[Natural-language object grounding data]
%%

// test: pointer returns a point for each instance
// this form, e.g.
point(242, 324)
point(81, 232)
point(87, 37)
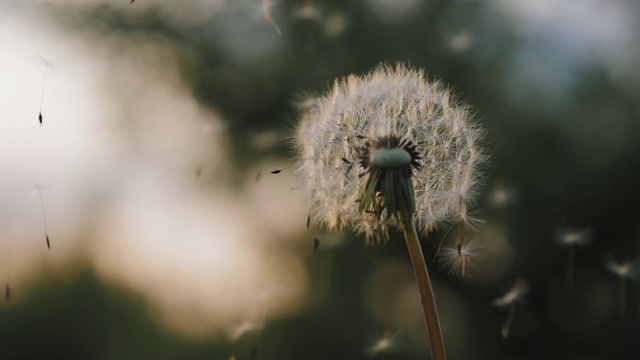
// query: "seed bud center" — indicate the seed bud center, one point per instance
point(389, 158)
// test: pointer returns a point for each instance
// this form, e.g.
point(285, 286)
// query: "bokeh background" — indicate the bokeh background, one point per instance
point(170, 239)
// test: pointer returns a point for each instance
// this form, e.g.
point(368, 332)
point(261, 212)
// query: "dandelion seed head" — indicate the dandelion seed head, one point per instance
point(396, 103)
point(626, 269)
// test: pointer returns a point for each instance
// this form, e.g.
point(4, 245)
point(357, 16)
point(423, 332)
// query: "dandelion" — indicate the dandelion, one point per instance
point(572, 238)
point(390, 149)
point(510, 300)
point(624, 270)
point(459, 258)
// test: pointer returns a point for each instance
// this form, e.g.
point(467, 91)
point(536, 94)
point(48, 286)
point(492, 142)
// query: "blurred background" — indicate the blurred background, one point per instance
point(169, 238)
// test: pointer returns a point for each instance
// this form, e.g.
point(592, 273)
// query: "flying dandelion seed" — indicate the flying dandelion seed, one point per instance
point(418, 152)
point(623, 270)
point(44, 217)
point(383, 345)
point(247, 327)
point(572, 238)
point(267, 5)
point(7, 290)
point(458, 259)
point(47, 65)
point(510, 300)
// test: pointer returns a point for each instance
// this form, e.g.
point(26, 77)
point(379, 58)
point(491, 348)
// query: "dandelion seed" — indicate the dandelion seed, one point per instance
point(307, 11)
point(236, 332)
point(7, 291)
point(383, 345)
point(44, 217)
point(510, 300)
point(267, 5)
point(458, 259)
point(44, 80)
point(278, 171)
point(572, 238)
point(623, 270)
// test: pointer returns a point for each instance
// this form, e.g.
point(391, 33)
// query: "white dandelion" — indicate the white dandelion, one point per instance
point(392, 114)
point(390, 149)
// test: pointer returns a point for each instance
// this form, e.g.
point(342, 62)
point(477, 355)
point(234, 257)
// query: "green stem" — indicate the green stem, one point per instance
point(426, 294)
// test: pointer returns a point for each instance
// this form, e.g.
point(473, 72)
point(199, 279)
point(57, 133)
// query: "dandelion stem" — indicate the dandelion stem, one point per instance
point(622, 296)
point(571, 259)
point(426, 294)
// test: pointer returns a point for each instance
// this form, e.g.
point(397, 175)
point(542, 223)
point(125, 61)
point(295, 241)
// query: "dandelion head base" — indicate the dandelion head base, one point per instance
point(388, 191)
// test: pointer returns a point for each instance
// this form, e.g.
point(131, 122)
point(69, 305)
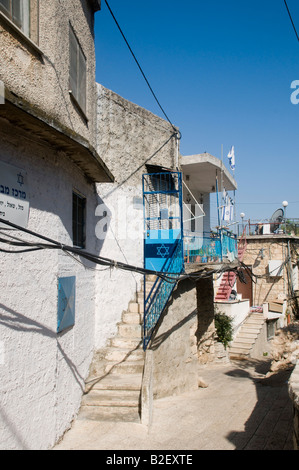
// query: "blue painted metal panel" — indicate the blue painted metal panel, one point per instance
point(66, 302)
point(163, 242)
point(162, 197)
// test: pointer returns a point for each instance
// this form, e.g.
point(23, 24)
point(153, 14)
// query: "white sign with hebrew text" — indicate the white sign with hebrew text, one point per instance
point(14, 195)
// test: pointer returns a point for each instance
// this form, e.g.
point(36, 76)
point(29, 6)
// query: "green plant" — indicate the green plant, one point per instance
point(224, 329)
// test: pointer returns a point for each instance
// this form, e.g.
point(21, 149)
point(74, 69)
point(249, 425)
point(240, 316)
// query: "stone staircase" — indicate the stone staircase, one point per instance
point(113, 388)
point(246, 337)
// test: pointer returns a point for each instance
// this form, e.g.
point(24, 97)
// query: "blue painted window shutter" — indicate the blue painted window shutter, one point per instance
point(66, 302)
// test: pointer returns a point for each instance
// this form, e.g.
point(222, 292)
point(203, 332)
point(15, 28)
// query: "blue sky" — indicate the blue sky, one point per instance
point(222, 71)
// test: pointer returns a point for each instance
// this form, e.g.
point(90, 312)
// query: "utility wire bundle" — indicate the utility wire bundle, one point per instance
point(23, 246)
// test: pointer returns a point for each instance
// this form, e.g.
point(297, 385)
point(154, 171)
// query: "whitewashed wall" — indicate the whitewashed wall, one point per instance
point(128, 137)
point(42, 373)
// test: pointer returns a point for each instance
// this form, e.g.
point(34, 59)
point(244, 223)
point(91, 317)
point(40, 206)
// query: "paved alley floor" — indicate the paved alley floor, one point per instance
point(241, 409)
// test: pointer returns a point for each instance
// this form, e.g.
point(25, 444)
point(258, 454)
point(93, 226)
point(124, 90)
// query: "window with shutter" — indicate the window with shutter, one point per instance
point(77, 80)
point(79, 218)
point(24, 14)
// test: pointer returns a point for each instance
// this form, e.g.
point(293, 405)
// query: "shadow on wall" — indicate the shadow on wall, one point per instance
point(182, 288)
point(13, 320)
point(269, 426)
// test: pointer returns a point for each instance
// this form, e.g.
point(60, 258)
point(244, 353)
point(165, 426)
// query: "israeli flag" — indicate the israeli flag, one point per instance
point(231, 157)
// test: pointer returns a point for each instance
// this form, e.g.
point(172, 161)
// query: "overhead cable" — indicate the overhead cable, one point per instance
point(178, 134)
point(26, 246)
point(288, 10)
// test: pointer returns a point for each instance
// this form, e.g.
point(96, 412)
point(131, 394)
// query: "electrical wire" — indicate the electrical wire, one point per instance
point(288, 10)
point(28, 246)
point(178, 134)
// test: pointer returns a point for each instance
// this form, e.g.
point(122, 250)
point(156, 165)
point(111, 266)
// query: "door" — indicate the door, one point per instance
point(163, 224)
point(245, 289)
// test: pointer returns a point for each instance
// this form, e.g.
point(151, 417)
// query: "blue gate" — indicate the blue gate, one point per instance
point(163, 242)
point(162, 201)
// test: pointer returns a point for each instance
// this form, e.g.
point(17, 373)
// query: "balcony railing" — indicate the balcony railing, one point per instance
point(290, 226)
point(210, 247)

%%

▸ **Task to carry out**
Write out the data word for word, with every picture dropped.

▸ **Task solution**
// test: pointer returns a point for each instance
// this form, e.g.
point(242, 324)
point(81, 232)
point(87, 37)
// query: "seed bud center" — indicate the seed bud center, one point per instance
point(389, 158)
// test: pointer returns a point for each instance
// this form, e.g.
point(285, 286)
// query: "bokeh background" — indicate the bokeh background, one point per instance
point(170, 239)
// test: pointer returns a point for each instance
// this form, e.g.
point(368, 332)
point(261, 212)
// query: "dandelion seed head" — indicate the dandelion seed head, one point per instance
point(396, 103)
point(626, 269)
// test: pointer returns a point for each instance
// this form, e.g.
point(4, 245)
point(357, 16)
point(423, 332)
// query: "dandelion" — indicate the dandelion, one point per instance
point(572, 238)
point(390, 149)
point(510, 300)
point(624, 270)
point(459, 258)
// test: pointer returns a point for each instance
// this form, e.g.
point(467, 91)
point(536, 94)
point(48, 286)
point(492, 142)
// query: "blurred background" — indicate the blurred background, one point per instance
point(169, 238)
// test: pointer returns a point for each instance
// this form, e.g.
point(592, 273)
// query: "flying dandelion seed" — indicate the flying dandelion seed, one point per instance
point(418, 152)
point(623, 270)
point(44, 217)
point(383, 345)
point(247, 327)
point(572, 238)
point(267, 5)
point(7, 290)
point(458, 259)
point(47, 65)
point(510, 300)
// test: pointer returns a point for each instance
// this form, e.g.
point(26, 77)
point(379, 58)
point(491, 348)
// query: "dandelion seed" — indicate the dandelion seed, one point per instance
point(307, 11)
point(236, 332)
point(7, 291)
point(383, 345)
point(44, 217)
point(510, 300)
point(267, 5)
point(458, 259)
point(44, 80)
point(278, 171)
point(572, 238)
point(623, 270)
// test: pointer returns a point for each instance
// this form, e.g.
point(391, 33)
// query: "white dandelion" — indicate the white dandelion, one point per instance
point(392, 114)
point(390, 149)
// test: pointer returns a point for each instance
// this form, e.g.
point(342, 62)
point(477, 355)
point(234, 257)
// query: "green stem" — indicate the green stem, one point per instance
point(426, 294)
// test: pointer returns a point for each instance
// this form, e.g.
point(473, 72)
point(199, 279)
point(57, 133)
// query: "dandelion stem" — indicate the dandelion stem, one point per instance
point(622, 296)
point(571, 259)
point(426, 294)
// test: pointer returns a point for each instance
// this form, e.g.
point(397, 175)
point(542, 223)
point(125, 61)
point(295, 241)
// query: "dandelion head base" — indicate the dandelion head base, one point per instance
point(388, 191)
// test: pointer returns a point for each instance
// this form, e.g.
point(131, 122)
point(69, 305)
// query: "blue painted metal panel" — indicate the blue painted metal panel, one point per instance
point(66, 302)
point(163, 242)
point(162, 197)
// test: pointer returns a point for each instance
// this form, e.g.
point(23, 24)
point(153, 14)
// query: "white sign with hebrew text" — indicate the white sign with hebrew text, one point per instance
point(14, 195)
// test: pointer returns a point for each instance
// this form, e.g.
point(36, 76)
point(29, 6)
// query: "green plant" — indicate the green plant, one point per instance
point(224, 329)
// test: pointer returns a point for each instance
// this form, e.g.
point(21, 149)
point(74, 69)
point(249, 425)
point(240, 316)
// query: "stone staircase" — indicate the stone staircase, one point per instance
point(113, 388)
point(246, 337)
// test: pointer returns a point for each instance
// this form, e.g.
point(24, 97)
// query: "blue painted window shutter" — indicate the blue painted window shutter, one point per instance
point(66, 302)
// test: pointer returns a point for each instance
// this form, e.g.
point(222, 292)
point(203, 332)
point(15, 28)
// query: "blue sky" — indicate the blue sky, one point per instance
point(222, 71)
// test: pointer returns a point for each instance
// this form, e.g.
point(90, 312)
// query: "utility wire bundle" — indicate the utility wire bundle, one point per instance
point(23, 246)
// test: pointer returns a point for each instance
// this form, e.g.
point(297, 385)
point(154, 171)
// query: "whitewashed wall" — indicate the whitewashed wall, one point per instance
point(128, 137)
point(42, 373)
// test: pointer returns a point for each instance
// this form, e.g.
point(34, 59)
point(244, 223)
point(91, 317)
point(40, 206)
// query: "paved alley floor" — indicate the paved alley floor, one point per instance
point(241, 409)
// test: pointer returns a point for each instance
// this form, e.g.
point(25, 444)
point(258, 454)
point(93, 226)
point(124, 90)
// query: "window with shutter" — indicate the window with shutter, one point per instance
point(77, 80)
point(79, 218)
point(24, 14)
// test: pointer returns a point for each instance
// this form, e.g.
point(293, 405)
// query: "shadow on wall" — indicate the shadow on wall, one point per instance
point(182, 288)
point(13, 320)
point(269, 426)
// test: pointer returns a point for each instance
// this form, e.g.
point(60, 258)
point(244, 353)
point(165, 426)
// query: "israeli flag" — indicate the israeli flag, one point per instance
point(231, 157)
// test: pointer returns a point for each instance
// this form, e.g.
point(172, 161)
// query: "overhead cable" — indicate the overhead cable, one point per instance
point(178, 134)
point(26, 246)
point(288, 10)
// test: pointer returns a point for each instance
// this form, e.g.
point(96, 412)
point(131, 394)
// query: "electrical wire" — indicate the electrical wire, one point per instance
point(288, 10)
point(28, 246)
point(178, 134)
// test: pointer returns a point for each instance
// this form, e.g.
point(122, 250)
point(156, 165)
point(111, 266)
// query: "door" — indicate the door, one point per instance
point(163, 224)
point(245, 289)
// test: pointer returns a point for each instance
// this form, e.g.
point(151, 417)
// query: "blue gate" — indicate the blue gate, one point per instance
point(163, 242)
point(162, 201)
// test: pointer returns a point for each instance
// this form, e.g.
point(17, 373)
// query: "balcony railing" — indicate the balcony railing, one point per instance
point(290, 226)
point(210, 247)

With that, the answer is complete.